======== DATASET CONTENT
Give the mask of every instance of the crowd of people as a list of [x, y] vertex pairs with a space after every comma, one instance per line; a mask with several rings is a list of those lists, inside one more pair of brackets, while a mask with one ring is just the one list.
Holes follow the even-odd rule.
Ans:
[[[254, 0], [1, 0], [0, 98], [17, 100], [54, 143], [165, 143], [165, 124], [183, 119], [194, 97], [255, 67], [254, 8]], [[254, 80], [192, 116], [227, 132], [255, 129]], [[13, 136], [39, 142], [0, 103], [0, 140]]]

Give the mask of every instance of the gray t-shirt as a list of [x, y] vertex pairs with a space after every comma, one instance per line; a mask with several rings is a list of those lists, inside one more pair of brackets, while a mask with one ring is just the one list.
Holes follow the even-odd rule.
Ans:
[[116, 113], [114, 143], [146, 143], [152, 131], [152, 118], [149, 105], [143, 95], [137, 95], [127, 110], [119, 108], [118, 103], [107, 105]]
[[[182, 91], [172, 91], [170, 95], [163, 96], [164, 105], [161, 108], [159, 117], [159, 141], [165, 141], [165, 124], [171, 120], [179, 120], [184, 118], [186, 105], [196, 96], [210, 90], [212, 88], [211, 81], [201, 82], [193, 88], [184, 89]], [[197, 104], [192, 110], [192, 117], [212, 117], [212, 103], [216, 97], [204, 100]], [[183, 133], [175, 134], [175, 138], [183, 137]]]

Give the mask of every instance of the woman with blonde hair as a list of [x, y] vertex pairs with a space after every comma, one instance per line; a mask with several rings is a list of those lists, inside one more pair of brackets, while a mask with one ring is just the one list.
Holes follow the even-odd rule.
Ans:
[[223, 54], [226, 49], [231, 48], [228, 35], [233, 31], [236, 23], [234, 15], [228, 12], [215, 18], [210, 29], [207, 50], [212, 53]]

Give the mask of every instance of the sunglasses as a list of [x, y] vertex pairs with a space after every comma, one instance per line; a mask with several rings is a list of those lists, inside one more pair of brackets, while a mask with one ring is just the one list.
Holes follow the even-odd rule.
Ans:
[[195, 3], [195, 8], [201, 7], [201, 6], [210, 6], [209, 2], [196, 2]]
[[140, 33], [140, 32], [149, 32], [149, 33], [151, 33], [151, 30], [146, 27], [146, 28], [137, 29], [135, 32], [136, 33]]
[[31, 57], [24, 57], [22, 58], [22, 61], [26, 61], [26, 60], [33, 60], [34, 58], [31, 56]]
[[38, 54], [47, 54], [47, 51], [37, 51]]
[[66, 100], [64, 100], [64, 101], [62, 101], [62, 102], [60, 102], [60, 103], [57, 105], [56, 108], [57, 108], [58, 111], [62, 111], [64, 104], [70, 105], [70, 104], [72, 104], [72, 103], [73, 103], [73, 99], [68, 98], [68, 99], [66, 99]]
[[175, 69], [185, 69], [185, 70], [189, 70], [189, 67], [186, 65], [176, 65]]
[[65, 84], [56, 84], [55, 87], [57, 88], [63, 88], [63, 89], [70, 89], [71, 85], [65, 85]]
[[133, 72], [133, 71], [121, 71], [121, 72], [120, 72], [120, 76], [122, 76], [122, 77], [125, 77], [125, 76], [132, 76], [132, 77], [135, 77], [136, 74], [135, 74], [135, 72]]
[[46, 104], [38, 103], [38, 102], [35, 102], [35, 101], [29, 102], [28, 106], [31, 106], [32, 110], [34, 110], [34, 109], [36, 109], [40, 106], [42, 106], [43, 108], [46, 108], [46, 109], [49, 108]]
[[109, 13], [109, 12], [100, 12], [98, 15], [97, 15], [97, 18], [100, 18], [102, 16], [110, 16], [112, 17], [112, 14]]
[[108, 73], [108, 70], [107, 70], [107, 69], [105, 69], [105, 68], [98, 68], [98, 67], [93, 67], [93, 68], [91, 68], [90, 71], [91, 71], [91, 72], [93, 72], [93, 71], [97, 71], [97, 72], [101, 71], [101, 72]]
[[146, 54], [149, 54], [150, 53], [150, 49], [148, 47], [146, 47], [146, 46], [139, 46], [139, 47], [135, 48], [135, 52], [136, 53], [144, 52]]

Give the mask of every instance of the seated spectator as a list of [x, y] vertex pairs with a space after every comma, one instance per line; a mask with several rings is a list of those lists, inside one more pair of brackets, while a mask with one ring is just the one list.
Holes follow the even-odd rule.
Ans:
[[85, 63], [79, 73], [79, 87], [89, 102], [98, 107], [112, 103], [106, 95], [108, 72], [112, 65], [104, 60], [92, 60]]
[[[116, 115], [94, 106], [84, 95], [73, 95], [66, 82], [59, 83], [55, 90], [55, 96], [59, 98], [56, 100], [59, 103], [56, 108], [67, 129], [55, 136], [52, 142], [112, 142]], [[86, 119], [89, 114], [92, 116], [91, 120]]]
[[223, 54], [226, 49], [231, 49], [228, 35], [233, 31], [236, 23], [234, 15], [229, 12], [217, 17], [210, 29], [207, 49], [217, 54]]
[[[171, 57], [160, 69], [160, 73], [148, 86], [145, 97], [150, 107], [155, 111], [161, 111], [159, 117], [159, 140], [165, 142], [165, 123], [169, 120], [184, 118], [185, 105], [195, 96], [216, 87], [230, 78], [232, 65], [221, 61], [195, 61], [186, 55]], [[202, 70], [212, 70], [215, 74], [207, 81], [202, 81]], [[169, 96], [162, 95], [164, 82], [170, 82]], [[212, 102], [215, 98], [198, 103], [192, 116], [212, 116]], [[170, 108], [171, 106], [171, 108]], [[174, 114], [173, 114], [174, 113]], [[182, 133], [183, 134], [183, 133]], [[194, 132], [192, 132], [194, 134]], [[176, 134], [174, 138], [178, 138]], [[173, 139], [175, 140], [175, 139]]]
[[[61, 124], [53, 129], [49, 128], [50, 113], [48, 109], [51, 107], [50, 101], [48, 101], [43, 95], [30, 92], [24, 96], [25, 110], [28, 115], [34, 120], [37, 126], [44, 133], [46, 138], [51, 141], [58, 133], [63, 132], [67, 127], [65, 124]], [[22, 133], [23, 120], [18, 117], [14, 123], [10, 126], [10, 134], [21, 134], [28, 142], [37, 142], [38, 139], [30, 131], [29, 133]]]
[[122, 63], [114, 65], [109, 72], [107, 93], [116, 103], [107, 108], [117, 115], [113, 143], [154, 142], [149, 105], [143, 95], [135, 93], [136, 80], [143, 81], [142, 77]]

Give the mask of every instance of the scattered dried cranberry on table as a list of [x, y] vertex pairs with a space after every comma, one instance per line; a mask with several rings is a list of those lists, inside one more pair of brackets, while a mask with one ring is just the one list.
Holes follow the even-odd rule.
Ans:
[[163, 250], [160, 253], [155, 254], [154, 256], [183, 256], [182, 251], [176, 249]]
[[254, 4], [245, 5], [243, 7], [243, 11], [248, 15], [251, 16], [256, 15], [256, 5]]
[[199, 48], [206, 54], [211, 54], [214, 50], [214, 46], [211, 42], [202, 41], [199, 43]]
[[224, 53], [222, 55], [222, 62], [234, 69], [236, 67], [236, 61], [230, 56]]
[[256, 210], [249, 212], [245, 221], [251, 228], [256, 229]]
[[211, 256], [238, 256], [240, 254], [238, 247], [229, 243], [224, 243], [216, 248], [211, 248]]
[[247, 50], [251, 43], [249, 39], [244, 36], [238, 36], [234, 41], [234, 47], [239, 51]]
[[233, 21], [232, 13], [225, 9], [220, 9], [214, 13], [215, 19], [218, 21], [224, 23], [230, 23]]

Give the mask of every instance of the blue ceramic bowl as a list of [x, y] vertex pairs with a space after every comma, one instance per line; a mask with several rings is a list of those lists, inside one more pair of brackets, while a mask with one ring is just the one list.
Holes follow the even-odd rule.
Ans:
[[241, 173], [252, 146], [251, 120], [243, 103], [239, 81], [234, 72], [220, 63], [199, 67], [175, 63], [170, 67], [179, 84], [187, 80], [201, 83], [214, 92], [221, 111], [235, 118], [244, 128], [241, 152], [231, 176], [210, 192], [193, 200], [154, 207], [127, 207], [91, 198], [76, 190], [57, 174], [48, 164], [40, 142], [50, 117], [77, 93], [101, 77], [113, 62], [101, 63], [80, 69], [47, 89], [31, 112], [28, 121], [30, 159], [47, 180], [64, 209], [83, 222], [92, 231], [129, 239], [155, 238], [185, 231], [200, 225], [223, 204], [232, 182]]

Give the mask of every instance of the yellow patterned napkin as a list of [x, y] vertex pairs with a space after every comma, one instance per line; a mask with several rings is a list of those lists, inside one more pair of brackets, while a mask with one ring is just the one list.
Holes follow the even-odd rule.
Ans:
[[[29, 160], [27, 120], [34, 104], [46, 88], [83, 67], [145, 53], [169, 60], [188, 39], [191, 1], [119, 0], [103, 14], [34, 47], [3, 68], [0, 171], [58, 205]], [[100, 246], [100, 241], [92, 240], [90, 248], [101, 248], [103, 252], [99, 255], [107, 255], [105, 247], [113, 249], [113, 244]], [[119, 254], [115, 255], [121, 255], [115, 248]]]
================
======== DATASET CONTENT
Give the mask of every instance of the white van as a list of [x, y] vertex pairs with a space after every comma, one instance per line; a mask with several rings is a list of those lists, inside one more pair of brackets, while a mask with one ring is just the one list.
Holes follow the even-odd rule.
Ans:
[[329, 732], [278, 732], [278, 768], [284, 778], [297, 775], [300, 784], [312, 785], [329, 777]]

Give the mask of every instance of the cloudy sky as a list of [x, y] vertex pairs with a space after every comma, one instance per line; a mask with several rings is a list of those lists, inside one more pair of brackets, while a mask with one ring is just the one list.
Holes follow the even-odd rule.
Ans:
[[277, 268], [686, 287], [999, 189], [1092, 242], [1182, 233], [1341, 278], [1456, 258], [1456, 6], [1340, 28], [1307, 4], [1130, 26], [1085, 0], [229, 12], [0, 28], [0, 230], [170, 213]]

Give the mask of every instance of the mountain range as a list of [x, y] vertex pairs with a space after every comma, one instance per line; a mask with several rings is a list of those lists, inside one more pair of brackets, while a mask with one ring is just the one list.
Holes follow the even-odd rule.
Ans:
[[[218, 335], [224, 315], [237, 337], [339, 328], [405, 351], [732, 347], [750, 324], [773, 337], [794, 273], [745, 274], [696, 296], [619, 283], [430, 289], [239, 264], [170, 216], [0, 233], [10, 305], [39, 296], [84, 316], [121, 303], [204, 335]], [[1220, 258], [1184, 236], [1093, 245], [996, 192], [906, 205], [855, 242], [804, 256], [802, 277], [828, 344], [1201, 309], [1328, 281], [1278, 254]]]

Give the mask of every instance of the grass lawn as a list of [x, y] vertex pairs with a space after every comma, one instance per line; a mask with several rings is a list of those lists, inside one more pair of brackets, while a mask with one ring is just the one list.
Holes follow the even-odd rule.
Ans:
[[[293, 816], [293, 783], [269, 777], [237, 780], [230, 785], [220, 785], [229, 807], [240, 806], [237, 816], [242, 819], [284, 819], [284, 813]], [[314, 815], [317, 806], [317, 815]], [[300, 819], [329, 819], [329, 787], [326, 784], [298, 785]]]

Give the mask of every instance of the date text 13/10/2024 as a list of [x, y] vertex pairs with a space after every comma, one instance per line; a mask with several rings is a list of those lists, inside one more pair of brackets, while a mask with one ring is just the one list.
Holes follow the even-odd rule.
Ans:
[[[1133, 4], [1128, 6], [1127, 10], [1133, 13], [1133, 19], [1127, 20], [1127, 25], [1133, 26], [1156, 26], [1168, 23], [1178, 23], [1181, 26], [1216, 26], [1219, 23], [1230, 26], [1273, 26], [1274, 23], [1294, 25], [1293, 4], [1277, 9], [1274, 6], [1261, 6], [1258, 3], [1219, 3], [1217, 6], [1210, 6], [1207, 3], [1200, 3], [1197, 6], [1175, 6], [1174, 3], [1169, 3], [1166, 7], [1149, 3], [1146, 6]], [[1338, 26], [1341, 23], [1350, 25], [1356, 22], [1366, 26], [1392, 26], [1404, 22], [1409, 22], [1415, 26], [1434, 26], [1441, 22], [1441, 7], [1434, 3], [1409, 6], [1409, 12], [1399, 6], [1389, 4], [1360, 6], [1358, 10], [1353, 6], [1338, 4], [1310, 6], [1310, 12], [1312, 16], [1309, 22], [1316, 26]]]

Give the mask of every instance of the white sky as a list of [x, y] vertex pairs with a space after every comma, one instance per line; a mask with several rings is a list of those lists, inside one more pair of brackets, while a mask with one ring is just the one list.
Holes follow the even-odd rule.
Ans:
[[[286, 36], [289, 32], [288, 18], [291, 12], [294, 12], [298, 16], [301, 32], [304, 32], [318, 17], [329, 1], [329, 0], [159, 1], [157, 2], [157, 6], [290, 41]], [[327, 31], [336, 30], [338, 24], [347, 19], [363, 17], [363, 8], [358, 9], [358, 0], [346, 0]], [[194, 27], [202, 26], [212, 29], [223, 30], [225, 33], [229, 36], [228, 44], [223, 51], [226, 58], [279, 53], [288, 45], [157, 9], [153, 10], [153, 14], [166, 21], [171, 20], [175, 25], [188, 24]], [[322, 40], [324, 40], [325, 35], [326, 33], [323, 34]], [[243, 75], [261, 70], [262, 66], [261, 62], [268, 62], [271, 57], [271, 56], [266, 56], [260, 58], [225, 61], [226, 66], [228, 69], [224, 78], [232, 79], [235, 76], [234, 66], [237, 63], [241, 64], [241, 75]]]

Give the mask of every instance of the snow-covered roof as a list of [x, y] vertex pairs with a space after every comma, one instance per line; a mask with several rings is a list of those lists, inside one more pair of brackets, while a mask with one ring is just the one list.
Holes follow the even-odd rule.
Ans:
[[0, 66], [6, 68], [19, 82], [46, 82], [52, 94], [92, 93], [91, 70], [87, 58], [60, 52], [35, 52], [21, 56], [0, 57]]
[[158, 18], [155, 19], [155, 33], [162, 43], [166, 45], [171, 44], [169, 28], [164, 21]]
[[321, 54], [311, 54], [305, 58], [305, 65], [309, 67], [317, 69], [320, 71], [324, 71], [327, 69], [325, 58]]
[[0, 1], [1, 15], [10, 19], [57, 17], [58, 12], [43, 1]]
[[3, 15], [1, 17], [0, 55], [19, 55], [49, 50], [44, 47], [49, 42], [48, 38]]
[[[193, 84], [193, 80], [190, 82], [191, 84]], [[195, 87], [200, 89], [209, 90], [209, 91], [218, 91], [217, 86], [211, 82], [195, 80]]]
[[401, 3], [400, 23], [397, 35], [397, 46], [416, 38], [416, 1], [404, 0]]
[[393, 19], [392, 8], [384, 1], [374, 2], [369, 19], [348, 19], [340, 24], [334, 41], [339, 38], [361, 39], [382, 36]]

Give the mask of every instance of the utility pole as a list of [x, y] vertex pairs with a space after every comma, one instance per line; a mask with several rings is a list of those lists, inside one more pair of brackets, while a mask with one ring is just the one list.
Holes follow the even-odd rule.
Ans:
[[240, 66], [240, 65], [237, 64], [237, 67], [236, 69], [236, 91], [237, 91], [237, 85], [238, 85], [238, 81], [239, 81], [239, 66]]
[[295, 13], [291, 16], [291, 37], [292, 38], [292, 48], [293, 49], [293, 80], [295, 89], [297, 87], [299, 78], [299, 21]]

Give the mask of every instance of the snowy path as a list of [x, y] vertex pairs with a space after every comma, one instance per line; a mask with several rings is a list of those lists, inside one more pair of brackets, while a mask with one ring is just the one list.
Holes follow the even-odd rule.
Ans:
================
======== DATASET CONTENT
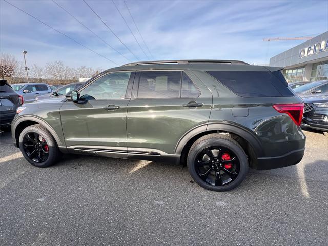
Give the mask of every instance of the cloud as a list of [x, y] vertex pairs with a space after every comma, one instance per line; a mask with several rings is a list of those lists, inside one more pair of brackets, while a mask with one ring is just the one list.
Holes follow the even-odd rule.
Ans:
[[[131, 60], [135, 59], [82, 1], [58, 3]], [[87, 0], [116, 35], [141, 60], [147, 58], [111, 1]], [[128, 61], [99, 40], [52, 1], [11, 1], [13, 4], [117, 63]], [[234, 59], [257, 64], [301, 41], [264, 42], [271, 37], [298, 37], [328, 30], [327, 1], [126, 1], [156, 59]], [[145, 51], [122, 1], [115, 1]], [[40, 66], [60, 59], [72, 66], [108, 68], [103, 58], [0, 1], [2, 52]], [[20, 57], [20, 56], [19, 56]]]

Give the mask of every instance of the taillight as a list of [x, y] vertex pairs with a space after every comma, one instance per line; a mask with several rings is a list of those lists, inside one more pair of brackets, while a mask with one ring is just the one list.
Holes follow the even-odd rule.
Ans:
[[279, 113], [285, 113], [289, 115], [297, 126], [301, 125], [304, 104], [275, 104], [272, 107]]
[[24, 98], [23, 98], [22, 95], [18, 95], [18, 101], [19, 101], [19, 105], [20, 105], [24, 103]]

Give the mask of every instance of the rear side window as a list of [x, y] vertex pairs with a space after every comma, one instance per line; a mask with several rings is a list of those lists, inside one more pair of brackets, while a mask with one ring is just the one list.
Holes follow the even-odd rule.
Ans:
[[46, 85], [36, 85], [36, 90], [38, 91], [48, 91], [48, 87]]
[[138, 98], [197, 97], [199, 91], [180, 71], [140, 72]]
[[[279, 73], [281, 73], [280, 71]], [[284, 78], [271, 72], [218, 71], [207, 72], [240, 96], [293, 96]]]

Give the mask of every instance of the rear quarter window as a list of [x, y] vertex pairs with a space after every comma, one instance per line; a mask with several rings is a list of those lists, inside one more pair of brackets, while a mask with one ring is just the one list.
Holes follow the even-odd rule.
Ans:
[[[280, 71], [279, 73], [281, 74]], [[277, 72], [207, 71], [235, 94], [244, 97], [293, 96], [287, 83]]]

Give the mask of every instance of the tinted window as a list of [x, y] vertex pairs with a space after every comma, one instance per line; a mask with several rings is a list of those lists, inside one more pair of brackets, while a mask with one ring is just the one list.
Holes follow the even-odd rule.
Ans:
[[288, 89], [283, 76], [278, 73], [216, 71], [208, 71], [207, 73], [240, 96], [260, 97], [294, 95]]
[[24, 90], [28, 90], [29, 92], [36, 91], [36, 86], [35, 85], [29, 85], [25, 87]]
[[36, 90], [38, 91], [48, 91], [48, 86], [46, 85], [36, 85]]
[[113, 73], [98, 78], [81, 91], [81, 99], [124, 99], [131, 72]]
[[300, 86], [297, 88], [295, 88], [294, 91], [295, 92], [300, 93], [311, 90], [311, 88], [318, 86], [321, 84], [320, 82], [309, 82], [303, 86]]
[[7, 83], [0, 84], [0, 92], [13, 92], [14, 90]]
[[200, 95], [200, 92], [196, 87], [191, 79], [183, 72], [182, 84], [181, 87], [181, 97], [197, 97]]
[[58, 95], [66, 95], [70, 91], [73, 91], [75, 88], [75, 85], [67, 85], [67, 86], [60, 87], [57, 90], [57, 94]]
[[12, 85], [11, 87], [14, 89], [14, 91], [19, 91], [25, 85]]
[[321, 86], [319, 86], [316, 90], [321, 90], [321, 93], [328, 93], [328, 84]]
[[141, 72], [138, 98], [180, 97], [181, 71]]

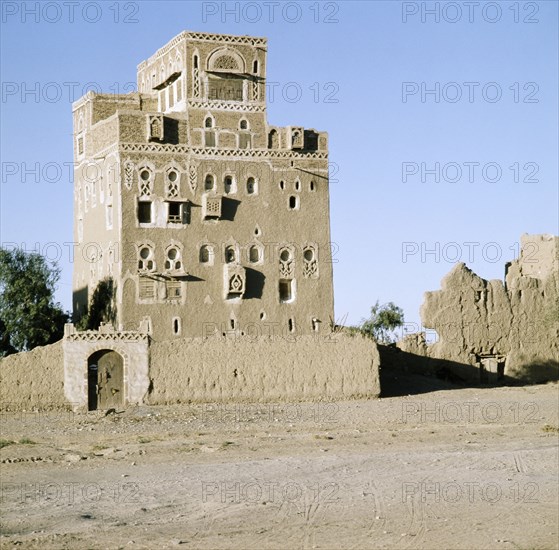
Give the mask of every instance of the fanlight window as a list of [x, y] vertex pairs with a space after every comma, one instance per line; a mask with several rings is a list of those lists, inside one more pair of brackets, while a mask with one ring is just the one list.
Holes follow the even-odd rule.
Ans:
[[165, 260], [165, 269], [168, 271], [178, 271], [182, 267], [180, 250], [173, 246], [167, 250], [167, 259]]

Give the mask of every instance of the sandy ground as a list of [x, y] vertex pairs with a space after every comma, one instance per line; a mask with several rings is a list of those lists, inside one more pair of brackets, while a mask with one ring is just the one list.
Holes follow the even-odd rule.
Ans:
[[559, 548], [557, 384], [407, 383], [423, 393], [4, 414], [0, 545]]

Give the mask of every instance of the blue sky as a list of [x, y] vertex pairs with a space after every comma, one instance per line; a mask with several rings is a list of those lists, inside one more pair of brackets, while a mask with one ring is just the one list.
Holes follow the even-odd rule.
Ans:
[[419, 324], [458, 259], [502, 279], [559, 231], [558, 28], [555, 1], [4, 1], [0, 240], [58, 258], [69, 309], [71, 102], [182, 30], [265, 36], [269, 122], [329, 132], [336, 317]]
================
### JOB
Copy the data verbatim, starting at the line that contains "Give the mask of every instance of the sunglasses" and ending at the line that contains "65], [176, 65]]".

### OUTPUT OF THE TASK
Give the mask of every instance of the sunglasses as a list of [x, y] vertex pairs with a space after every comma, one instance per line; a mask with several rings is a list of those lists, inside one more pair of brackets, while a mask with one ring is just the one list.
Holes follow the even-odd rule.
Ans:
[[195, 3], [195, 8], [201, 7], [201, 6], [210, 6], [209, 2], [196, 2]]
[[140, 33], [140, 32], [149, 32], [149, 33], [151, 33], [151, 30], [146, 27], [146, 28], [137, 29], [135, 32], [136, 33]]
[[31, 57], [24, 57], [22, 58], [22, 61], [26, 61], [26, 60], [33, 60], [34, 58], [31, 56]]
[[38, 54], [47, 54], [47, 51], [37, 51]]
[[66, 100], [64, 100], [64, 101], [62, 101], [62, 102], [60, 102], [60, 103], [57, 105], [56, 108], [57, 108], [58, 111], [62, 111], [64, 104], [70, 105], [70, 104], [72, 104], [72, 103], [73, 103], [73, 99], [68, 98], [68, 99], [66, 99]]
[[175, 69], [185, 69], [185, 70], [189, 70], [189, 67], [186, 65], [176, 65]]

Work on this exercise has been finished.